Task 1
Identify every line in the rows below that contains the string "engine". Matching is case-sensitive.

Territory of Colorado (California) was an 1859-60 attempt by Californios  and pro-slavery Southerners to separate the southern counties of California into a separate Territory of the United States.

Californios (dissatisfied with inequitable taxes and land laws) and pro-slavery Southerners in the lightly populated "Cow Counties" of Southern California attempted three times in the 1850s to achieve a separate statehood or territorial status separate from Northern California. The last attempt, the Pico Act of 1859, was passed by the California State Legislature, and signed by the State governor John B. Weller.  It was approved overwhelmingly by nearly 75% of voters  in the proposed Territory of Colorado. The act aimed to cut through and divide the counties of Tulare and San Bernardino which were much larger at the time, to create a new east–west boundary line at "six standard parallels [usually 144 miles] south of the Mount Diablo base-line," to include San Luis Obispo County and the rest of California south of the new line. The proposal was sent to Washington, D.C. with a strong advocate in Senator Milton Latham.  However the secession crisis following the election of Abraham Lincoln in 1860 led to the proposal never coming to a vote.

Task 2
List each person mentioned by name in the article on the proposed Territory of Colorado.

Provided data

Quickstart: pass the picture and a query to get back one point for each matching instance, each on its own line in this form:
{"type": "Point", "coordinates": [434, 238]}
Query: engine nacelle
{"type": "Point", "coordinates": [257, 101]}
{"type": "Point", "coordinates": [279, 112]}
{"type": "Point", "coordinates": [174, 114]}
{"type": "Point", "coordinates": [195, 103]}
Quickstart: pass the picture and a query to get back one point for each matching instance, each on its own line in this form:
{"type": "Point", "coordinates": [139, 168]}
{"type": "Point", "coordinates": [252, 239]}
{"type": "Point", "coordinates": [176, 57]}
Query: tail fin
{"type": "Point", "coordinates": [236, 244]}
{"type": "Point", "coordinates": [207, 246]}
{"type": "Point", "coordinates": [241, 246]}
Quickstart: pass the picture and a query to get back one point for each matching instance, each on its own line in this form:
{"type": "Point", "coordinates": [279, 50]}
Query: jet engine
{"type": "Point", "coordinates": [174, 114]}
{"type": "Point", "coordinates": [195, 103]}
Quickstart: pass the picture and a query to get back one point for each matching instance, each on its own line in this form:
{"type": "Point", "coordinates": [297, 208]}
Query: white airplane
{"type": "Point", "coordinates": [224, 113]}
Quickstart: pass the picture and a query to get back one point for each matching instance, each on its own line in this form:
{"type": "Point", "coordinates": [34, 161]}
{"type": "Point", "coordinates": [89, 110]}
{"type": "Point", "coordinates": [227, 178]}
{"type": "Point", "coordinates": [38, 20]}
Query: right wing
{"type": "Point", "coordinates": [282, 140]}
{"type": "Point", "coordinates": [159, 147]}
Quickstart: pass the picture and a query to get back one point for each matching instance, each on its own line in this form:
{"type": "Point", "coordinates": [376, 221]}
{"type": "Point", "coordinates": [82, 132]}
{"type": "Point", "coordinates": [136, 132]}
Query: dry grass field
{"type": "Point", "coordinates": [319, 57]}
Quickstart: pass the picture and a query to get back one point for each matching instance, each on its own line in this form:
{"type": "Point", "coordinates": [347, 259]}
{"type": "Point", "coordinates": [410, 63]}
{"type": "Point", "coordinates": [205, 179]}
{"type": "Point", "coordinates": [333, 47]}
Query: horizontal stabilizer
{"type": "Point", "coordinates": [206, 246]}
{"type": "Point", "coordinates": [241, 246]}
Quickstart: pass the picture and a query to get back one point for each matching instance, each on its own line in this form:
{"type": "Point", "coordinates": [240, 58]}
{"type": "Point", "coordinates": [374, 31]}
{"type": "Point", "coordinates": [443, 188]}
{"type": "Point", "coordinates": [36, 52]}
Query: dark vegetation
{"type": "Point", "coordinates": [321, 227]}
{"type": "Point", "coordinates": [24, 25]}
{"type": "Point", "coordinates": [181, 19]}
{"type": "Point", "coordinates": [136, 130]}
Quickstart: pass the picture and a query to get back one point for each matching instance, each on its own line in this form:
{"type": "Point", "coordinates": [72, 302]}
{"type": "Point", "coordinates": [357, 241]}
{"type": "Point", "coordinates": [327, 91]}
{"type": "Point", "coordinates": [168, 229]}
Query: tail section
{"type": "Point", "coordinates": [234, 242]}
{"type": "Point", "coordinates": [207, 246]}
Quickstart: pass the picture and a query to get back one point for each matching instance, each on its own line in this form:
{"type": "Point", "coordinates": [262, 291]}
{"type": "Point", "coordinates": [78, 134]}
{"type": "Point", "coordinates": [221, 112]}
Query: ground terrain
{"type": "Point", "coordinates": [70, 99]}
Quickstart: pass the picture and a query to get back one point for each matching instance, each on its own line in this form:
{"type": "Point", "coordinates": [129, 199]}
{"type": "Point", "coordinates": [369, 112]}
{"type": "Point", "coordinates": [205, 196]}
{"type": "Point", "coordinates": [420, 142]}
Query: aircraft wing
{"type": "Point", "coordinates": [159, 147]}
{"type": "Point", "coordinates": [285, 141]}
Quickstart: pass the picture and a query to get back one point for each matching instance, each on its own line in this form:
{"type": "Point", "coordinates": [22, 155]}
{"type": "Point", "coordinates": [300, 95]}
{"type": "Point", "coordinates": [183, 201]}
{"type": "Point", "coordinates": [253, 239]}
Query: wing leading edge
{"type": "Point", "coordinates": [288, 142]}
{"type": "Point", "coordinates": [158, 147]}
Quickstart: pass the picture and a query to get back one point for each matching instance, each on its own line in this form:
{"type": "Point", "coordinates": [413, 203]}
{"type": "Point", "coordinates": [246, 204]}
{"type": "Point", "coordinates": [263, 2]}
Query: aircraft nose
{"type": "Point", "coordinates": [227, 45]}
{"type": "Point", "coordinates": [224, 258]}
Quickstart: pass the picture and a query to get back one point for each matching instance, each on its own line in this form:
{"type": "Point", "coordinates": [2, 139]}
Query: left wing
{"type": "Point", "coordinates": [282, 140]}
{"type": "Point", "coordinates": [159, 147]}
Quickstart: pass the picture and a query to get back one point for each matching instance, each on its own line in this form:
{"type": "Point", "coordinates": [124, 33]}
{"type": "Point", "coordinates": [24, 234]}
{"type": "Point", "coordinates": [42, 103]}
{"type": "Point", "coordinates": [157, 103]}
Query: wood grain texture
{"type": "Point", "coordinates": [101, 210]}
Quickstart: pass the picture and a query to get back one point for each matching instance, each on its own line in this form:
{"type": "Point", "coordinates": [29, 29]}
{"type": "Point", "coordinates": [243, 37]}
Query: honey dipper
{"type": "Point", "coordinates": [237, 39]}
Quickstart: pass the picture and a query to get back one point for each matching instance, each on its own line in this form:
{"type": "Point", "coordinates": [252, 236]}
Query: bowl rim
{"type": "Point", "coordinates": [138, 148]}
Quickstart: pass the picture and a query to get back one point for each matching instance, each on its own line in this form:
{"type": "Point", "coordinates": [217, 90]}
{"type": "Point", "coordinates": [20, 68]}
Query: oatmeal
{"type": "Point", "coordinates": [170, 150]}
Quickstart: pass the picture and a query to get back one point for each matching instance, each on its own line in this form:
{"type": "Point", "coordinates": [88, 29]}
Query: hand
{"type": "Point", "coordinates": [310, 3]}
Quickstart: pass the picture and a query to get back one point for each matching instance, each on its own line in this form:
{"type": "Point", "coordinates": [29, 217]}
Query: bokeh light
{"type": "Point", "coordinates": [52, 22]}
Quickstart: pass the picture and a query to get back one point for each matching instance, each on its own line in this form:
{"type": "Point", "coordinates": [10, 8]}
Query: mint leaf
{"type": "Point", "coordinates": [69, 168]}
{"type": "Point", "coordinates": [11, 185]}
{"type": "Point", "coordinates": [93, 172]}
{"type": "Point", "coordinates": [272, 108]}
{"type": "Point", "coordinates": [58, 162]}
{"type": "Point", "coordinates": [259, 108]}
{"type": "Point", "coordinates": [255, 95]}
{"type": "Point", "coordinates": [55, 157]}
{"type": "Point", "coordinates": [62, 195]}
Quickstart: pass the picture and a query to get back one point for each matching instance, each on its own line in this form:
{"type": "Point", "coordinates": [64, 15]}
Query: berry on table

Exercise output 1
Query: engine nacelle
Query: jet engine

Exercise output 2
John B. Weller
Milton Latham
Abraham Lincoln